## Do this
Reproduce the records below, replacing every "put a marker on" with "place a point on" and leaving everything else unchanged. Leave the pictures out of your answer.
--- Begin ---
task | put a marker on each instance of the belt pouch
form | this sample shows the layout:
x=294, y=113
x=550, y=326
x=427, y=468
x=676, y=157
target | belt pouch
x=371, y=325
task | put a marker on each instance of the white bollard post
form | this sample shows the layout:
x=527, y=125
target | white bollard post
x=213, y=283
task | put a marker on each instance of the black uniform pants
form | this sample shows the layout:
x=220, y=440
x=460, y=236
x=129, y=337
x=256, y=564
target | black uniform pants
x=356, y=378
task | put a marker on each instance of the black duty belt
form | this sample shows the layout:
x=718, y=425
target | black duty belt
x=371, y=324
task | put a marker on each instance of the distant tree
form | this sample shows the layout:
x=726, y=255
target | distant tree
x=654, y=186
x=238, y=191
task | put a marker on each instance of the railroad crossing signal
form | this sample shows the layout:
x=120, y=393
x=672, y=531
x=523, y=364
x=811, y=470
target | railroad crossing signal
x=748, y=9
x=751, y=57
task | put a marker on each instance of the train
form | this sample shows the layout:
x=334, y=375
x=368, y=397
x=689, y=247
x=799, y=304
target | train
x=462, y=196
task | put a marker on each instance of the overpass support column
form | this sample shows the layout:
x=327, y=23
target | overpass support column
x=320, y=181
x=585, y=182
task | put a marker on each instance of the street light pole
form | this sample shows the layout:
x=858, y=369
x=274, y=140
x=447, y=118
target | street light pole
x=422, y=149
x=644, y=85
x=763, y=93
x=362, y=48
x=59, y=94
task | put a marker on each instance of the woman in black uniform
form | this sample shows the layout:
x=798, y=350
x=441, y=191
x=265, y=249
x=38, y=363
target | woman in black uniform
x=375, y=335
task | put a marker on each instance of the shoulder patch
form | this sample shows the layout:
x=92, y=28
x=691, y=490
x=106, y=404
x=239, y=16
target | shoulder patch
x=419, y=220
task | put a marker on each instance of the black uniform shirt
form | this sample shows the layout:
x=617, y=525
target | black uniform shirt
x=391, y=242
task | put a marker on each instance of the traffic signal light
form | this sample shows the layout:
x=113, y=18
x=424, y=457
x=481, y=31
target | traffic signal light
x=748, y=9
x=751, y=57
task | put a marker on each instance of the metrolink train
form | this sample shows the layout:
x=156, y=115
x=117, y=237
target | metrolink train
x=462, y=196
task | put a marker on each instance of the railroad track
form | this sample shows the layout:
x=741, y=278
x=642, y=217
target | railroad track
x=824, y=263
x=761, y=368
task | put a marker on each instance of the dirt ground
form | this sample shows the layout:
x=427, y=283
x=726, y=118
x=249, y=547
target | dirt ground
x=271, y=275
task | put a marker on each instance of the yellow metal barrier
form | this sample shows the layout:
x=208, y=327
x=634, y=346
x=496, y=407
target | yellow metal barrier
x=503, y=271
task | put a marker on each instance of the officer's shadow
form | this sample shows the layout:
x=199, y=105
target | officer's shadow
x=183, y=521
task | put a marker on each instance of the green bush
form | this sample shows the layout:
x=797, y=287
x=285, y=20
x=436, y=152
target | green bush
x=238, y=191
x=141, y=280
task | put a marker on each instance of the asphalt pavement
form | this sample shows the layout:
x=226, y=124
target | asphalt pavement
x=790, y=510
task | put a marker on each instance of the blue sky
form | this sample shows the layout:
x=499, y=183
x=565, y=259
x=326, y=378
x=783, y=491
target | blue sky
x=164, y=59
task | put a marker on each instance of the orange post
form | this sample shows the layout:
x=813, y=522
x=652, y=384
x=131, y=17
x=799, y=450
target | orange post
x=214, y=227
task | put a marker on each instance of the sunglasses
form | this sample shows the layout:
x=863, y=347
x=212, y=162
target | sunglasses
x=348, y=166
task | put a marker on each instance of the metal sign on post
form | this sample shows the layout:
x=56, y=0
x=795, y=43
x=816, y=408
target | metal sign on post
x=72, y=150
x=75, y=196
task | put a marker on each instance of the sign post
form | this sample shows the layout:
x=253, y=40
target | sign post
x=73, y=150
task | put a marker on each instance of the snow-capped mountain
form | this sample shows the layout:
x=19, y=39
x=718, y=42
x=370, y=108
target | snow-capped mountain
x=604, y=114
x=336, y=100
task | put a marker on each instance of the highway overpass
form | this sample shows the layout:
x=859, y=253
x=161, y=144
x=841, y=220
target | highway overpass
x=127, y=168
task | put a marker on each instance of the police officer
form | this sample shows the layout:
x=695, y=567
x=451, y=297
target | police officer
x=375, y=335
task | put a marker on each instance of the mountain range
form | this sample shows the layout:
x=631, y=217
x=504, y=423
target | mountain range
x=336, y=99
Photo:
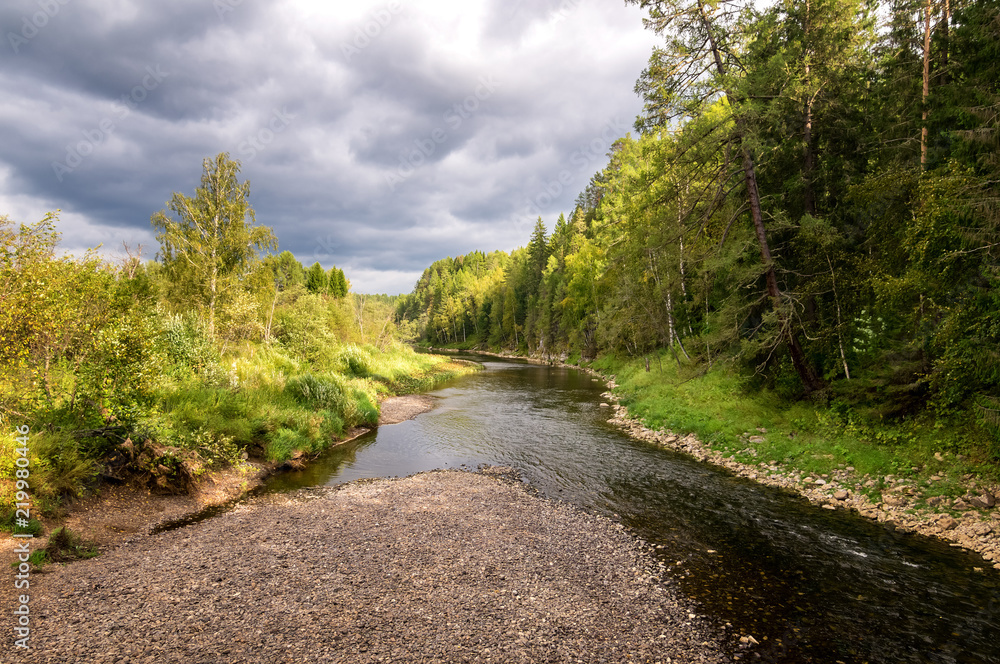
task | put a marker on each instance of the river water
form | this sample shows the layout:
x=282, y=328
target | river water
x=809, y=584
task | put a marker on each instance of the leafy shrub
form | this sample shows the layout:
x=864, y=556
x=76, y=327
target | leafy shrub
x=186, y=342
x=355, y=361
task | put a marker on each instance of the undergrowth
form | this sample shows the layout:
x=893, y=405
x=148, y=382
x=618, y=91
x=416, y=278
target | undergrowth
x=758, y=425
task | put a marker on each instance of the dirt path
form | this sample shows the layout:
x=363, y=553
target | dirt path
x=444, y=566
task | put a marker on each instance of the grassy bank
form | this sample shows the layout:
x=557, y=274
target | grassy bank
x=756, y=426
x=213, y=411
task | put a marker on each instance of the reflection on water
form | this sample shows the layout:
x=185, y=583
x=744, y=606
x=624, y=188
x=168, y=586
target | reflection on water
x=811, y=585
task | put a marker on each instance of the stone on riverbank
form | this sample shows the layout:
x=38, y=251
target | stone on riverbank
x=444, y=566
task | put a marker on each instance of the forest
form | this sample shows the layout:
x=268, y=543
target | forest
x=161, y=371
x=808, y=203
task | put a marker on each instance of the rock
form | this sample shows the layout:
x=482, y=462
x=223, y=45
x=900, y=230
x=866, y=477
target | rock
x=894, y=501
x=947, y=523
x=983, y=529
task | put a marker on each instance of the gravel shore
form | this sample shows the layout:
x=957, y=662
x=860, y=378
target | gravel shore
x=445, y=566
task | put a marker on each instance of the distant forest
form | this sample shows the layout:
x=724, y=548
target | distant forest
--- End ---
## Output for this task
task | place a point on each instance of the belt pouch
form | this sample shows the layout:
x=294, y=113
x=550, y=326
x=427, y=468
x=676, y=157
target | belt pouch
x=371, y=325
task | place a point on each instance of the white bollard post
form | this sample shows the layout:
x=527, y=125
target | white bollard post
x=213, y=283
task | place a point on each instance of the black uniform pants
form | this sample shows the layout:
x=220, y=440
x=460, y=236
x=129, y=337
x=256, y=564
target | black uniform pants
x=356, y=378
task | place a point on each instance of the black duty belt
form | this sample shows the layout:
x=718, y=425
target | black duty belt
x=371, y=324
task | place a point on each instance of the distant tree
form | this sample shows the layout:
x=726, y=255
target | distant tree
x=654, y=186
x=238, y=191
task | place a point on each instance of the railroad crossing signal
form | this sample shows the layout:
x=120, y=393
x=672, y=531
x=523, y=364
x=811, y=470
target | railroad crossing signal
x=748, y=9
x=751, y=57
task | place a point on each instance of the train
form | this sample shows the layout:
x=334, y=375
x=368, y=397
x=689, y=247
x=799, y=304
target | train
x=462, y=196
task | place a point on each instance of the overpass support column
form | this sample shows the layout:
x=327, y=23
target | overpass support column
x=320, y=181
x=585, y=182
task | place a point on each instance of the street light pole
form | this sample shows the layout:
x=858, y=369
x=274, y=140
x=447, y=118
target | street light pole
x=422, y=149
x=644, y=85
x=763, y=93
x=362, y=48
x=59, y=94
task | place a point on each instance of the woman in black uniform
form | this sample shows the layout:
x=798, y=350
x=441, y=191
x=265, y=249
x=38, y=363
target | woman in black uniform
x=375, y=335
task | place a point on each instance of the shoulder patch
form | this sample shows the layout:
x=92, y=28
x=691, y=490
x=106, y=404
x=239, y=16
target | shoulder patch
x=419, y=220
task | place a point on each instance of the black uniform shirt
form | this sample shows the layout:
x=617, y=525
target | black uniform shirt
x=391, y=242
task | place a point on each instance of the traffic signal light
form | this sample shows the layout:
x=113, y=18
x=424, y=457
x=481, y=31
target | traffic signal light
x=748, y=9
x=751, y=57
task | place a point on each instance of the metrolink train
form | this sample shows the layout:
x=156, y=115
x=117, y=237
target | metrolink train
x=462, y=196
task | place a point on each instance of the railroad track
form | this sample shows the layout:
x=741, y=278
x=642, y=217
target | railroad track
x=824, y=263
x=761, y=368
task | place a point on each instance of the dirt ground
form | this sample shows the layout:
x=427, y=283
x=726, y=118
x=249, y=547
target | dirt ground
x=271, y=275
task | place a point on each instance of the yellow metal barrier
form | this sample shows the layout:
x=208, y=327
x=634, y=346
x=496, y=407
target | yellow metal barrier
x=503, y=271
task | place a point on each instance of the officer's shadow
form | this sample shows the layout:
x=199, y=105
target | officer's shadow
x=183, y=521
task | place a point on each instance of the green bush
form | this sample shows the layout:
x=797, y=287
x=285, y=20
x=436, y=152
target | green bush
x=238, y=191
x=141, y=280
task | place a point on each instance of the asphalt pavement
form | this sample shows the layout:
x=226, y=124
target | asphalt pavement
x=790, y=510
task | place a point on each instance of the blue sky
form | this sample shows the layout:
x=499, y=183
x=565, y=259
x=326, y=378
x=783, y=491
target | blue sky
x=164, y=59
task | place a point on each instance of the orange post
form | this sample shows the layout:
x=813, y=522
x=652, y=384
x=131, y=17
x=799, y=450
target | orange post
x=214, y=227
task | place a point on each instance of the sunglasses
form | this sample shows the layout:
x=863, y=347
x=212, y=162
target | sunglasses
x=348, y=166
task | place a point on each instance of the metal sign on post
form | this sample shows the layout:
x=56, y=0
x=795, y=43
x=816, y=408
target | metal sign on post
x=72, y=150
x=75, y=196
task | place a point on each instance of the sign post
form | this sample shows the layout:
x=253, y=40
target | sign post
x=73, y=150
task | place a point on each instance of the snow-capped mountain
form | this sample shows the layout:
x=19, y=39
x=718, y=42
x=370, y=108
target | snow-capped mountain
x=604, y=114
x=336, y=100
task | place a point on each instance of the highway overpass
form | this sample shows the layout:
x=859, y=253
x=161, y=144
x=841, y=220
target | highway overpass
x=127, y=168
task | place a point on each instance of the police officer
form | this sample shows the layout:
x=695, y=567
x=451, y=297
target | police officer
x=375, y=335
task | place a point on each instance of the mountain range
form | this sample shows the layout:
x=631, y=217
x=504, y=423
target | mountain range
x=336, y=99
Photo:
task | place a point on each instance of the river water
form | this sample shows the layout:
x=282, y=328
target | river water
x=809, y=584
task | place a point on each instance of the leafy shrub
form | this sample shows the layout:
x=864, y=556
x=76, y=327
target | leafy shrub
x=186, y=342
x=355, y=361
task | place a point on each instance of the undergrowth
form | this sample shows the layout:
x=893, y=405
x=148, y=382
x=618, y=91
x=416, y=278
target | undergrowth
x=758, y=425
task | place a point on each instance of the dirt path
form | this sample shows the layout:
x=363, y=553
target | dirt path
x=444, y=566
task | place a point on each instance of the grassy bank
form | this sample shows the layout:
x=557, y=274
target | grassy bank
x=756, y=426
x=213, y=411
task | place a point on each instance of the reflection on water
form | this sample shows the layout:
x=185, y=583
x=744, y=606
x=624, y=188
x=168, y=586
target | reflection on water
x=811, y=585
task | place a point on each instance of the stone on riverbank
form | this sample shows the layout:
x=38, y=251
target | stone on riverbank
x=444, y=566
task | place a point on each instance of the forest
form | this sample shows the layout:
x=268, y=543
target | forest
x=161, y=371
x=808, y=203
task | place a point on each instance of the rock
form | this sample shows the layout:
x=482, y=462
x=223, y=45
x=900, y=230
x=866, y=477
target | rock
x=894, y=501
x=947, y=523
x=983, y=529
task | place a point on each instance of the gravel shore
form | this sample shows the layout:
x=957, y=662
x=860, y=378
target | gravel shore
x=445, y=566
task | place a point on each instance of the distant forest
form | this sample shows the layout:
x=724, y=548
target | distant forest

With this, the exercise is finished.